** TASK BRIEF **
Give as a JSON list of strings, one string per line, the lines of the items below, starting at the line containing "of the navy" and ending at the line containing "Target: navy blue gilet". Leave out blank lines.
:: ENTRIES
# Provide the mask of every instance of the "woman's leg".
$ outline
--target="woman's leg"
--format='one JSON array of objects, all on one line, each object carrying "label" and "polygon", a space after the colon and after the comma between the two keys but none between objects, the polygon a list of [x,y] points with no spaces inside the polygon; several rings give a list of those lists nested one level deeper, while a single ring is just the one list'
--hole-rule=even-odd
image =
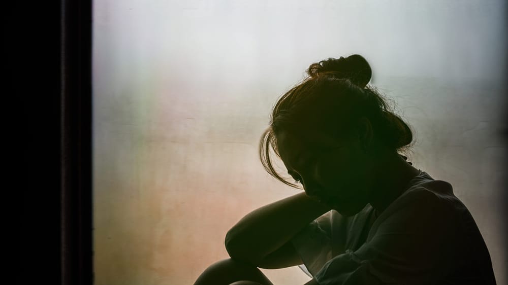
[{"label": "woman's leg", "polygon": [[209,266],[198,277],[194,285],[230,285],[238,281],[273,285],[256,266],[231,259],[218,261]]}]

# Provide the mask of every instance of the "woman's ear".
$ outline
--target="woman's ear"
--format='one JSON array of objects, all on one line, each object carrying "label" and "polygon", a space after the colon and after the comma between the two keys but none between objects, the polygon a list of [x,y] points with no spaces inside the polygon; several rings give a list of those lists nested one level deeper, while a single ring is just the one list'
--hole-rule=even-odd
[{"label": "woman's ear", "polygon": [[372,146],[374,132],[372,130],[372,125],[370,120],[365,117],[362,117],[358,119],[357,124],[357,133],[360,147],[365,153],[369,152]]}]

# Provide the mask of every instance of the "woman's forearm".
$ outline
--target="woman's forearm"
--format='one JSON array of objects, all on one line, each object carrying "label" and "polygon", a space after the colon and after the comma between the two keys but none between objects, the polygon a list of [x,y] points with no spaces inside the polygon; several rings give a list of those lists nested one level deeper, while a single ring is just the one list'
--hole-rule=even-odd
[{"label": "woman's forearm", "polygon": [[228,232],[226,249],[233,258],[260,260],[330,209],[304,192],[269,204],[247,214]]}]

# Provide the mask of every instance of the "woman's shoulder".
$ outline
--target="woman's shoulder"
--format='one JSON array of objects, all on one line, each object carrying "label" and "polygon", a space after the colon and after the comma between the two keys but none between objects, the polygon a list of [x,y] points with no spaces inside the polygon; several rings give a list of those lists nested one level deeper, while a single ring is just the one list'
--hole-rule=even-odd
[{"label": "woman's shoulder", "polygon": [[451,184],[443,180],[435,180],[424,171],[421,171],[410,182],[407,190],[385,211],[407,207],[408,204],[413,204],[413,208],[431,207],[462,210],[465,208],[454,194]]}]

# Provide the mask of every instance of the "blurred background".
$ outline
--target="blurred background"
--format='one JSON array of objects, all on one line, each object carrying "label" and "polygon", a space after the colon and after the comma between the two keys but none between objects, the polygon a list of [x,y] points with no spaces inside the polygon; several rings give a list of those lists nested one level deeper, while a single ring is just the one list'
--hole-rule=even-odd
[{"label": "blurred background", "polygon": [[300,191],[259,159],[277,98],[310,64],[354,53],[415,130],[408,160],[453,185],[506,283],[505,2],[93,5],[96,284],[192,284],[228,258],[234,223]]}]

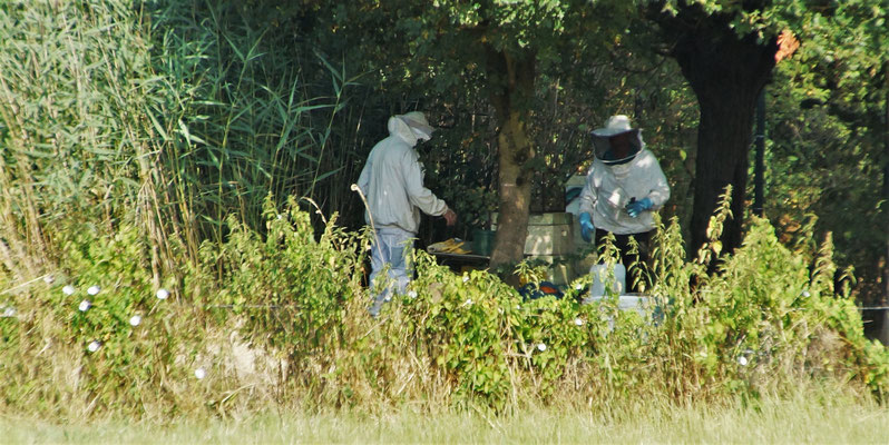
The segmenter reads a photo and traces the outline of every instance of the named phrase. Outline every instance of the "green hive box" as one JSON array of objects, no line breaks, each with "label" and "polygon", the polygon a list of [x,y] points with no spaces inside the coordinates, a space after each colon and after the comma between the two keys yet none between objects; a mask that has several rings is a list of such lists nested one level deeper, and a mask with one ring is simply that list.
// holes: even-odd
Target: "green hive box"
[{"label": "green hive box", "polygon": [[[497,214],[491,216],[491,229],[497,228]],[[573,222],[574,215],[568,212],[538,214],[528,218],[525,256],[551,265],[547,269],[547,279],[555,284],[565,285],[576,277],[570,264],[554,264],[577,249]]]}]

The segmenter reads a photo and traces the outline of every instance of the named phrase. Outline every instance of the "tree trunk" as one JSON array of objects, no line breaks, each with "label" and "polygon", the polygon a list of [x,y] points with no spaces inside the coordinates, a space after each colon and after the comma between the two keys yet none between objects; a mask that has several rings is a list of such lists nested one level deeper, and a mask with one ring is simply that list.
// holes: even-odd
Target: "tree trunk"
[{"label": "tree trunk", "polygon": [[672,56],[701,110],[690,253],[706,241],[710,217],[730,184],[732,218],[725,221],[721,241],[724,251],[732,251],[741,245],[753,113],[775,65],[776,38],[739,38],[726,18],[706,16],[698,7],[658,21],[676,39]]},{"label": "tree trunk", "polygon": [[490,260],[495,269],[518,263],[525,255],[531,197],[531,172],[526,165],[534,158],[527,122],[534,93],[535,56],[514,57],[488,48],[488,76],[490,100],[499,123],[499,215]]}]

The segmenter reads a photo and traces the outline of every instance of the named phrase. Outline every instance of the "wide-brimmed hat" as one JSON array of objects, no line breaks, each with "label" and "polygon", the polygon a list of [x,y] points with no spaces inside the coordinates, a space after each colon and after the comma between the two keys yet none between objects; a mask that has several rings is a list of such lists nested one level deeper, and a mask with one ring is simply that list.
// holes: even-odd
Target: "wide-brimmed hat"
[{"label": "wide-brimmed hat", "polygon": [[[629,118],[624,115],[616,115],[605,121],[605,127],[593,130],[593,146],[596,157],[606,165],[617,165],[628,162],[645,147],[642,141],[642,130],[629,125]],[[610,138],[632,134],[629,136],[631,150],[626,156],[617,157],[612,150]]]},{"label": "wide-brimmed hat", "polygon": [[400,116],[401,120],[404,121],[409,127],[413,127],[429,136],[432,136],[432,131],[436,129],[429,125],[429,121],[426,120],[426,115],[422,111],[411,111]]}]

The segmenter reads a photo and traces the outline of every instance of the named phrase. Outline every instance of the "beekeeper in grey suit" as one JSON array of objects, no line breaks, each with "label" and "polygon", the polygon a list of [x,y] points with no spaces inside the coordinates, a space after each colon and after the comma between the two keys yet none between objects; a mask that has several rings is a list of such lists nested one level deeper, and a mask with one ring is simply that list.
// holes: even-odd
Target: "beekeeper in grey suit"
[{"label": "beekeeper in grey suit", "polygon": [[[378,142],[361,170],[358,186],[368,201],[364,219],[373,226],[370,284],[374,293],[370,314],[377,317],[392,293],[404,294],[413,269],[407,254],[420,227],[420,211],[443,216],[448,226],[457,214],[423,187],[423,168],[414,146],[432,137],[432,127],[420,111],[389,118],[389,137]],[[387,280],[378,283],[385,270]]]},{"label": "beekeeper in grey suit", "polygon": [[642,132],[626,116],[612,116],[593,131],[595,159],[580,192],[580,236],[600,245],[614,234],[621,260],[629,266],[629,238],[639,245],[639,260],[648,259],[655,228],[653,212],[670,199],[670,186],[657,158],[645,148]]}]

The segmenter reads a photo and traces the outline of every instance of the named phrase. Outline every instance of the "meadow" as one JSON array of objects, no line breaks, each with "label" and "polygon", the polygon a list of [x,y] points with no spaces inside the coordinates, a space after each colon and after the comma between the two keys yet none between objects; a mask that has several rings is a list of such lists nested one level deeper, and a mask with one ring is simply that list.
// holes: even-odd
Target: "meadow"
[{"label": "meadow", "polygon": [[833,236],[750,217],[724,251],[730,190],[695,251],[658,221],[642,315],[417,250],[371,318],[373,107],[229,7],[0,7],[4,439],[880,442],[889,353]]}]

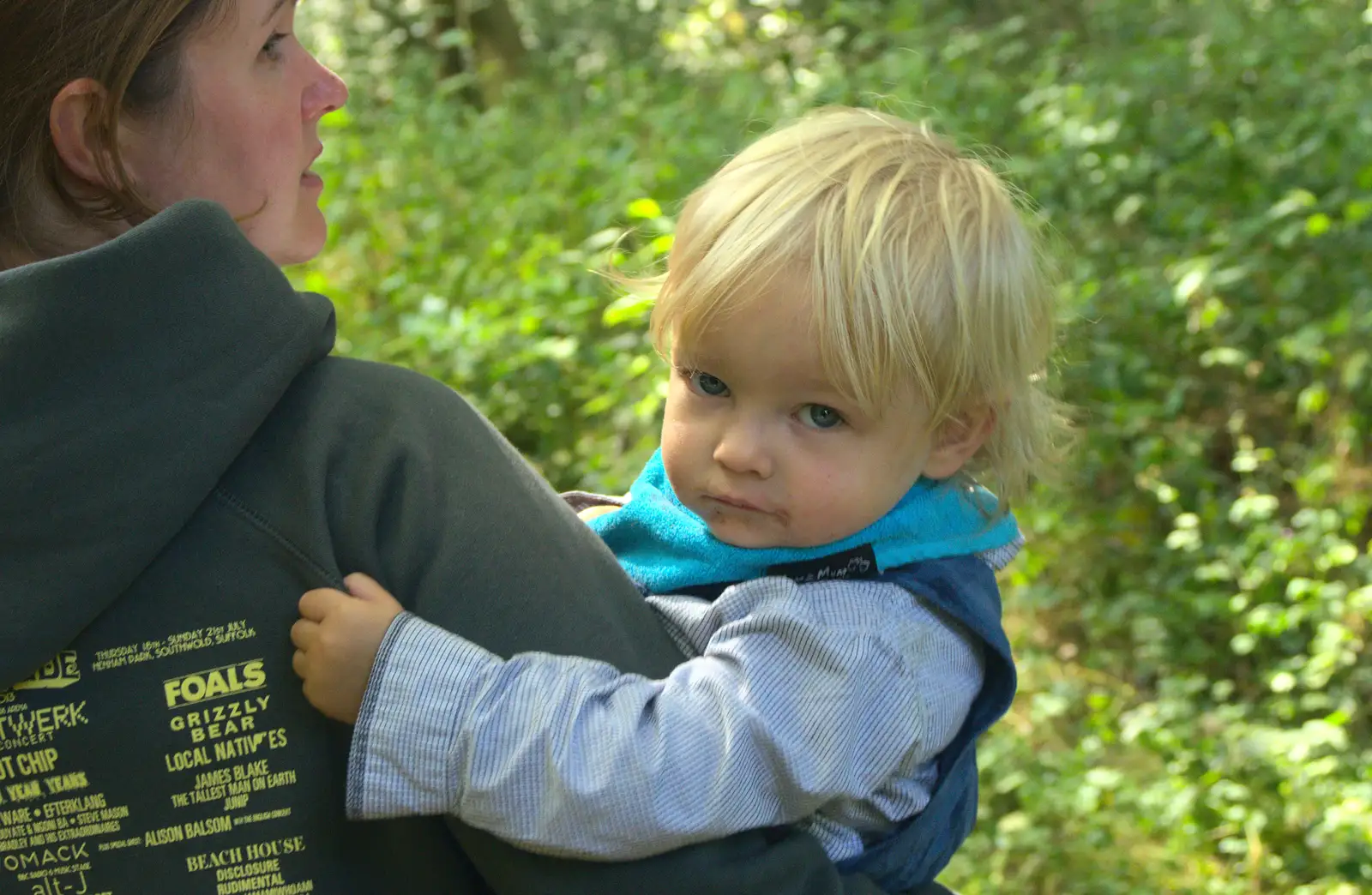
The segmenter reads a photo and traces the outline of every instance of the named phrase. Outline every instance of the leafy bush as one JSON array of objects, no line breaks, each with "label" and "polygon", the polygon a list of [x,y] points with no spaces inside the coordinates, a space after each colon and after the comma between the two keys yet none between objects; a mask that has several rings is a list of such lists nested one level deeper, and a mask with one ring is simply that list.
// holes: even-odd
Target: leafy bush
[{"label": "leafy bush", "polygon": [[564,47],[484,113],[423,52],[354,47],[335,233],[299,275],[338,301],[342,349],[451,383],[560,487],[623,489],[663,368],[595,270],[653,264],[686,192],[807,106],[996,147],[1070,247],[1084,443],[1019,511],[1024,686],[948,880],[1372,890],[1372,11],[768,5],[678,4],[638,58],[569,69]]}]

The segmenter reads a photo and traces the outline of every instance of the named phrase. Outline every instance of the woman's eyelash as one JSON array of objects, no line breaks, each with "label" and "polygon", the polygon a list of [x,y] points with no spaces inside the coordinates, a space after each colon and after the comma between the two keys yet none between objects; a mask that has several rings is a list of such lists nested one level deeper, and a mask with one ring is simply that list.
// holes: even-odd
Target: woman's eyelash
[{"label": "woman's eyelash", "polygon": [[266,38],[265,44],[262,44],[262,52],[265,52],[269,56],[276,56],[281,47],[281,41],[284,41],[287,37],[289,37],[289,34],[284,32],[276,32],[274,34]]}]

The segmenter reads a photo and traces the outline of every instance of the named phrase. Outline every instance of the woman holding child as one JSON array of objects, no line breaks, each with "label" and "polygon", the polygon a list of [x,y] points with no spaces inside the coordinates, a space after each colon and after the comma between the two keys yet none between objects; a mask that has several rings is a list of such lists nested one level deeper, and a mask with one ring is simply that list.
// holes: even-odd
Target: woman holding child
[{"label": "woman holding child", "polygon": [[305,590],[366,572],[497,662],[682,662],[465,402],[328,357],[332,306],[280,266],[324,244],[346,100],[292,0],[0,5],[0,895],[878,891],[789,821],[613,862],[346,821],[351,732],[291,669]]}]

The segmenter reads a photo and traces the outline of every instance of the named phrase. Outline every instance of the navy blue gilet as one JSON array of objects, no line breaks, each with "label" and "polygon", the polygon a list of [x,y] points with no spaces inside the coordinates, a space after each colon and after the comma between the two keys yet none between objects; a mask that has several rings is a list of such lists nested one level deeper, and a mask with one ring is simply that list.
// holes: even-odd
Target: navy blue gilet
[{"label": "navy blue gilet", "polygon": [[[805,572],[812,570],[814,566]],[[870,844],[860,855],[838,863],[841,873],[864,873],[885,892],[904,892],[932,883],[971,833],[977,821],[977,739],[1010,710],[1017,675],[1010,640],[1000,620],[1000,588],[991,566],[981,557],[923,560],[867,579],[899,585],[965,625],[981,641],[986,667],[985,681],[967,719],[936,759],[938,781],[925,810],[901,822],[881,841]],[[693,596],[715,598],[727,586],[704,585],[686,590]]]}]

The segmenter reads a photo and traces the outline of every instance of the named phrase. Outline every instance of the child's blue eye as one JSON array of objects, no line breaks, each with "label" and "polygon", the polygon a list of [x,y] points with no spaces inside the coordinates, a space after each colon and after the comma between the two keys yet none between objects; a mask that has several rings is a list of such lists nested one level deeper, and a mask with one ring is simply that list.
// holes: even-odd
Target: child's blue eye
[{"label": "child's blue eye", "polygon": [[690,372],[690,384],[696,391],[711,398],[723,398],[729,394],[729,386],[719,376],[702,373],[698,369]]},{"label": "child's blue eye", "polygon": [[800,409],[800,421],[809,428],[834,428],[842,426],[844,417],[838,410],[822,404],[807,404]]}]

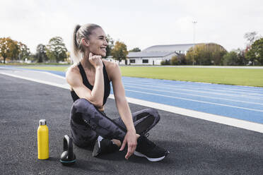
::::
** ANSWER TO THIS TASK **
[
  "The segmenter reads a photo and traces the outline of every instance of the named phrase. Outline every instance of the navy blue gilet as one JSON array of objects, no line breaks, each with \"label\" and \"polygon\", the polygon a list of [x,y] points with no spaces inside the coordinates, a space after each colon and after the comma between the two keys yet none between objects; a mask that has several rings is a list of such lists nested one level deeper, and a mask with one ring is simply that list.",
  "// holes: even-odd",
  "Target: navy blue gilet"
]